Region pointing data:
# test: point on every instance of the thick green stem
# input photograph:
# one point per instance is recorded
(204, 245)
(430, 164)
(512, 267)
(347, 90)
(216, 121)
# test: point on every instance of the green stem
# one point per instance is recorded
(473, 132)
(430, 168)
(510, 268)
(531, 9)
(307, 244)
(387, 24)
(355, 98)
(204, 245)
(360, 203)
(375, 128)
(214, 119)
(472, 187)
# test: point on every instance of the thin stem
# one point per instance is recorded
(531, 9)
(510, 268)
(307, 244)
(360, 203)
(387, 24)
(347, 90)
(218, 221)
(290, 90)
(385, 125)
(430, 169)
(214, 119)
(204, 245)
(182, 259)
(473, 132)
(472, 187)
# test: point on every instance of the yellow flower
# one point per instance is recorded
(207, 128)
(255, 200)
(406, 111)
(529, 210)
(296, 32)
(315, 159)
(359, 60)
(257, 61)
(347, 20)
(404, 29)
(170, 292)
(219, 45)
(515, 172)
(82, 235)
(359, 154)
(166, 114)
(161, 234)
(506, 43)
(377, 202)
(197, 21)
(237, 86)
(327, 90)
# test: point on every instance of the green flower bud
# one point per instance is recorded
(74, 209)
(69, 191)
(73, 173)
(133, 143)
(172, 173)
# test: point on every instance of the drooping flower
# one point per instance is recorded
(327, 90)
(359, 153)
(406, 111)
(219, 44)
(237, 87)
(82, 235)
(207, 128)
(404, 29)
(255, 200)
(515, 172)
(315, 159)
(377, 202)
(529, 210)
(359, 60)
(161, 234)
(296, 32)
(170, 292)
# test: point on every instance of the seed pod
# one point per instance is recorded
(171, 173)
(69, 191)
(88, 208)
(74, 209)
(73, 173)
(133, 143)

§ WHAT IS REQUIRED:
Show each line of the records above containing "green".

§ REPLY TO THE EXERCISE:
# test: point on every instance of the thick green stem
# test: point on every instance of the green stem
# test: point on every instance of the green flower bud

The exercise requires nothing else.